#### Given text:
______

The lawsuit challenges the final rule's arbitration in deciding out-of-network rates between providers and payers.

Susan Morse, Executive Editor

Photo: Jose Luis Pelaez/Getty Images

The Texas Medical Association has filed its third lawsuit against the No Surprises Act. 

The complaint was made Wednesday by the TMA and Tyler Regional Hospital in Texas in the U.S. District Court for the Eastern District of Texas. It is against the Department of Health and Human Services, which released the rule; the Department of Labor; and the Department of the Treasury.

The lawsuit challenges certain portions of implementation of the July 2021 interim final rule. Specifically, the TMA and Tyler Regional Hospital allege that the rules "artificially deflate" the Qualifying Payment Amount, an insurer-calculated amount used in arbitration when deciding the appropriate out-of-network rate presented by physicians and insurers.

The system is rigged against doctors and in favor of the insurer, the TMA said by statement. The TMA and health system want a declaration that the federal departments acted unlawfully and vacate provisions of the July rule.

WHY THIS MATTERS

While the Qualifying Payment Amount is supposed to be the median in-network rate, the methodology conflicts with the way that the No Surprises Act requires insurers to calculate the payment amount, the TMA said. Physicians have the scales tipped against them from the outset of negotiations, TMA president Dr. Gary W. Floyd said. There is also a lack of transparency, he said.

"TMA is concerned that these provisions unfairly disadvantage physicians in payment disputes with health insurers and will ultimately rob patients access to physicians' care," Floyd said.

The rule allows insurers to include "ghost rates" in their QPA calculations. These are contract rates with physicians and providers who don't actually provide the health service in question, the TMA said. Because there is little motivation for those not providing the service to negotiate rates, this lowers the rates for the providers who actually provide the services.

______

Excerpts from a dataset:
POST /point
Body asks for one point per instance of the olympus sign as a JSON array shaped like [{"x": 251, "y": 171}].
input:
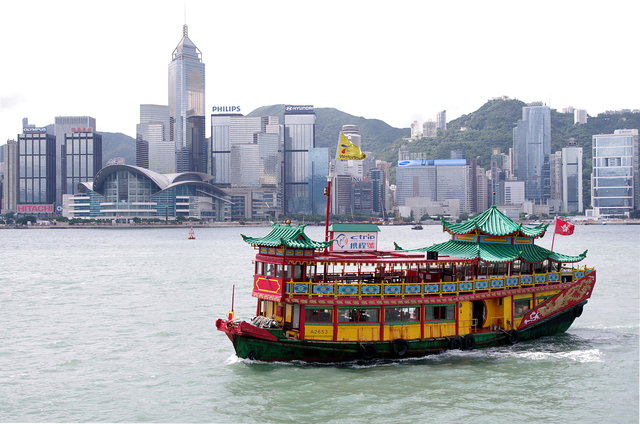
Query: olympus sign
[
  {"x": 225, "y": 109},
  {"x": 39, "y": 130}
]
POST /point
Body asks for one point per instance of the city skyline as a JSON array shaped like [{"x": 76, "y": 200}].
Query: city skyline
[{"x": 129, "y": 56}]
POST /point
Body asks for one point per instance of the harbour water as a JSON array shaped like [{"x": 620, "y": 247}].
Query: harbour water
[{"x": 117, "y": 325}]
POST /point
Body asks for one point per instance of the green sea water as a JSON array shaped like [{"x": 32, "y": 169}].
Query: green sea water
[{"x": 117, "y": 325}]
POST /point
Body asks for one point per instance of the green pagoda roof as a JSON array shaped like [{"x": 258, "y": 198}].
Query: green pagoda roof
[
  {"x": 286, "y": 235},
  {"x": 497, "y": 253},
  {"x": 354, "y": 227},
  {"x": 495, "y": 223}
]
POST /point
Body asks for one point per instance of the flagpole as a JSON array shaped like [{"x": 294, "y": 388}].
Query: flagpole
[{"x": 328, "y": 210}]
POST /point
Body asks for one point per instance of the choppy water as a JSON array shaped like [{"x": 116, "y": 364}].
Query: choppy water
[{"x": 117, "y": 325}]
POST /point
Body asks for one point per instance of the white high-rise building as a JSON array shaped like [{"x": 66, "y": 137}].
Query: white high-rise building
[
  {"x": 154, "y": 149},
  {"x": 572, "y": 178},
  {"x": 64, "y": 125},
  {"x": 614, "y": 178},
  {"x": 187, "y": 107},
  {"x": 579, "y": 116}
]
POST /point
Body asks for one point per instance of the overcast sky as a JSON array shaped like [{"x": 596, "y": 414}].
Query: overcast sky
[{"x": 397, "y": 61}]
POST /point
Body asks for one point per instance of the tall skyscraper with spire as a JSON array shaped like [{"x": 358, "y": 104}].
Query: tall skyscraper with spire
[{"x": 187, "y": 107}]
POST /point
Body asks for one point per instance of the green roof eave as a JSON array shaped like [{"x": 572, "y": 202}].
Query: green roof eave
[
  {"x": 493, "y": 222},
  {"x": 288, "y": 236},
  {"x": 354, "y": 227},
  {"x": 498, "y": 253}
]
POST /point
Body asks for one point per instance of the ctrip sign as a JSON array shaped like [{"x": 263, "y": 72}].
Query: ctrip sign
[
  {"x": 34, "y": 208},
  {"x": 355, "y": 241}
]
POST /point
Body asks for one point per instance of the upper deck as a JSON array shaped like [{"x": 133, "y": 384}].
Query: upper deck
[{"x": 398, "y": 277}]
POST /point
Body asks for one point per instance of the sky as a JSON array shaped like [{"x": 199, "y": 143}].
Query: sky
[{"x": 396, "y": 61}]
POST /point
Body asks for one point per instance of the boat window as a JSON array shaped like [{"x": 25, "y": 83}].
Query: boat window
[
  {"x": 358, "y": 315},
  {"x": 439, "y": 312},
  {"x": 297, "y": 272},
  {"x": 269, "y": 270},
  {"x": 318, "y": 314},
  {"x": 287, "y": 271},
  {"x": 405, "y": 314},
  {"x": 498, "y": 269},
  {"x": 311, "y": 271},
  {"x": 538, "y": 267},
  {"x": 521, "y": 306},
  {"x": 515, "y": 267}
]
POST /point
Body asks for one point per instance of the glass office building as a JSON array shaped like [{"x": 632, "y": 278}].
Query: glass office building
[
  {"x": 154, "y": 150},
  {"x": 614, "y": 178},
  {"x": 125, "y": 191},
  {"x": 532, "y": 147},
  {"x": 436, "y": 180},
  {"x": 82, "y": 158},
  {"x": 299, "y": 138},
  {"x": 187, "y": 107},
  {"x": 64, "y": 125},
  {"x": 36, "y": 170}
]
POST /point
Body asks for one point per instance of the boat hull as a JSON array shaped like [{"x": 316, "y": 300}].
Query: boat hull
[{"x": 280, "y": 348}]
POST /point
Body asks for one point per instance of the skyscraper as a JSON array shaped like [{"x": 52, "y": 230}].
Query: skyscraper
[
  {"x": 532, "y": 146},
  {"x": 614, "y": 178},
  {"x": 572, "y": 177},
  {"x": 36, "y": 169},
  {"x": 82, "y": 156},
  {"x": 187, "y": 107},
  {"x": 299, "y": 138},
  {"x": 154, "y": 150},
  {"x": 10, "y": 183},
  {"x": 441, "y": 120},
  {"x": 64, "y": 125}
]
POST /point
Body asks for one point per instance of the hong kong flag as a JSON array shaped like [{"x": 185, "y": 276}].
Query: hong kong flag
[{"x": 564, "y": 228}]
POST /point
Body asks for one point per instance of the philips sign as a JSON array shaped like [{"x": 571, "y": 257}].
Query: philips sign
[{"x": 225, "y": 109}]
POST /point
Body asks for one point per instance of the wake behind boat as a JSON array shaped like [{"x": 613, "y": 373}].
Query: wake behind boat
[{"x": 343, "y": 299}]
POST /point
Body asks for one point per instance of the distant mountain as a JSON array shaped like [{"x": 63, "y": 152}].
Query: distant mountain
[
  {"x": 118, "y": 145},
  {"x": 376, "y": 134}
]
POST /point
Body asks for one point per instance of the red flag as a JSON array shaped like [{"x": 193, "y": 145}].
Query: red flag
[{"x": 564, "y": 228}]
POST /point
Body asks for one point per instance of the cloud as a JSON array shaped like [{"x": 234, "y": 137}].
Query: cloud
[{"x": 10, "y": 101}]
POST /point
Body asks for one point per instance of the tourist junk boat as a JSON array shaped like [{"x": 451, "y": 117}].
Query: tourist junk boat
[{"x": 343, "y": 299}]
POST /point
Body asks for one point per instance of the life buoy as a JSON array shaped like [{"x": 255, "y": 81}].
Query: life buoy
[
  {"x": 469, "y": 342},
  {"x": 368, "y": 351},
  {"x": 455, "y": 343},
  {"x": 399, "y": 347}
]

______

#### Activity list:
1. Retype the passage of the lawsuit article that runs from "The lawsuit challenges the" to "of the Treasury.".
2. Which federal departments does the lawsuit article name as defendants in the complaint?

#### Task answers:
1.
The lawsuit challenges the final rule's arbitration in deciding out-of-network rates between providers and payers.

Susan Morse, Executive Editor

Photo: Jose Luis Pelaez/Getty Images

The Texas Medical Association has filed its third lawsuit against the No Surprises Act. 

The complaint was made Wednesday by the TMA and Tyler Regional Hospital in Texas in the U.S. District Court for the Eastern District of Texas. It is against the Department of Health and Human Services, which released the rule; the Department of Labor; and the Department of the Treasury.

2.
- Department of Health and Human Services
- Department of Labor
- Department of the Treasury